* WHAT YOU SHOULD DO *
Restate word for word every entry that appears below, skipping its pictures.
_ _ _ _ _
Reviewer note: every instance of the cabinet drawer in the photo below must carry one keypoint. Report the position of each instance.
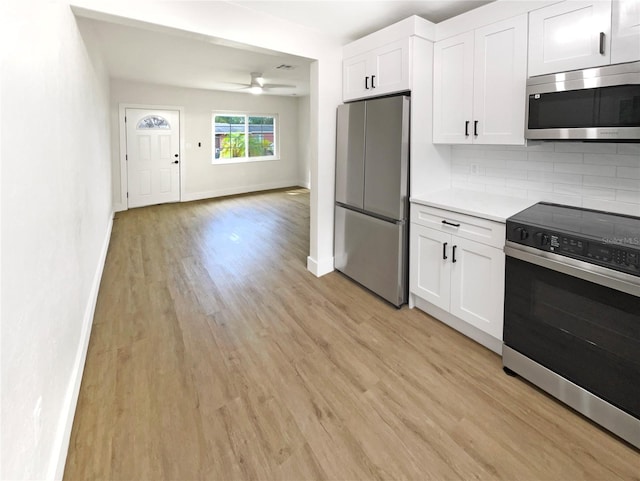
(473, 228)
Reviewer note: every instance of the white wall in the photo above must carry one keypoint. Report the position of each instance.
(201, 178)
(304, 145)
(56, 214)
(227, 21)
(596, 176)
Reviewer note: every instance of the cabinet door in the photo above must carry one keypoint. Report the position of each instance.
(354, 73)
(430, 270)
(391, 68)
(625, 31)
(500, 75)
(477, 285)
(453, 90)
(569, 36)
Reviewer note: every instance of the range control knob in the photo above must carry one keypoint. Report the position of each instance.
(521, 233)
(542, 239)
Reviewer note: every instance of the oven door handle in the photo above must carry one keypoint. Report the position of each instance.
(572, 267)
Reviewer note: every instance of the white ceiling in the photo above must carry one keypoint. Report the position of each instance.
(186, 61)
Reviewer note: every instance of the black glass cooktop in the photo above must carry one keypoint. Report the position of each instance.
(598, 226)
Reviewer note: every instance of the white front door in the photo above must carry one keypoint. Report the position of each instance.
(153, 156)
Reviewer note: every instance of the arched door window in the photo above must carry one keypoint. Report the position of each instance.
(153, 122)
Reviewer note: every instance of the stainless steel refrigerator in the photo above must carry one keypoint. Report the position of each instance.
(372, 184)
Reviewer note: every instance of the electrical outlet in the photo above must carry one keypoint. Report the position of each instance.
(37, 421)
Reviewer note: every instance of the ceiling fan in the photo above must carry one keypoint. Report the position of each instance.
(258, 85)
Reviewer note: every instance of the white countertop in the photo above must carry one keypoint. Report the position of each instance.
(479, 204)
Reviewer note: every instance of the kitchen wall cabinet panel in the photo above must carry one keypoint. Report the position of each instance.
(625, 31)
(569, 36)
(382, 71)
(453, 89)
(479, 85)
(500, 77)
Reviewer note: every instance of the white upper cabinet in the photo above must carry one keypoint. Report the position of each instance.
(453, 89)
(499, 82)
(382, 71)
(569, 36)
(625, 31)
(479, 85)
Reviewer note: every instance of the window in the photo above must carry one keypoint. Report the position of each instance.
(240, 137)
(153, 122)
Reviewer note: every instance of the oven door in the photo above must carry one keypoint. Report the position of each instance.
(580, 321)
_ _ _ _ _
* REPLY TO THE EXERCISE *
Reviewer note: every instance of the cabinet drawer in the photo below must carry one keypoint. Report the position of each instance.
(473, 228)
Reviewer note: every instance of the white wall in the photo above must carry one keypoint. Report the position of each instance.
(201, 178)
(304, 145)
(56, 214)
(227, 21)
(596, 176)
Reviewer note: every instance of the cabinet door in the photo above must carry one keypoint. Report the position of each instance.
(354, 73)
(430, 270)
(391, 68)
(625, 31)
(500, 75)
(477, 285)
(453, 90)
(569, 36)
Reviewer note: every instance of the range control knob in the photo above must carry one keypoint. Report the position of each instance.
(521, 233)
(542, 239)
Reviewer note: every instance of the oven door handle in the photo above must carry one keypoint. Report the position of each instance.
(572, 267)
Reviewer note: every instance of the white ceiling in the photo above must carry one keypoint. Report the position of each instance.
(186, 61)
Reviewer note: every instance of the black glass cooktop in the photo above must carry one keypoint. Report the position of each instance.
(598, 226)
Reviewer note: every instance of the white front door in the photo above must carry one keypoint. Report the position of each instance.
(153, 156)
Reviewer note: every instance of the arched door window in the photo above must carry one keypoint. Report the position of each instance.
(153, 122)
Reviewer note: every instance of the stainless steel refrigerator in the photo above must carry one keypoint. Report the position of each instance.
(372, 184)
Reviewer note: every instance of the electrical outlet in the photo above must carry one keypoint. Report the position of each instance.
(37, 421)
Reviewer note: every instance of the ceiling fan in the photo above must carry one keypoint. Report the position of each instance.
(258, 85)
Reviewer note: every instance of the white countertop in the photo above must carry one keypoint. Report the position of each instance.
(479, 204)
Reviewer note: every instance of the kitchen wall cabinet panel in the photo above must carry one keypoint. Report the position of each instance.
(625, 31)
(569, 36)
(382, 71)
(453, 89)
(479, 85)
(500, 77)
Reviewer note: every instance of the white upper cabinet in the photo above must carry one keypoint. Report the position of each instance.
(453, 89)
(499, 82)
(382, 71)
(569, 36)
(625, 31)
(479, 85)
Reviewer note: every instance of the window in the photo above must carry one keypoint. Report the position of each instance.
(240, 137)
(153, 122)
Reviewer note: every instance of the oven door in the photo above must carry one keypoint. Report the position of each instance.
(580, 321)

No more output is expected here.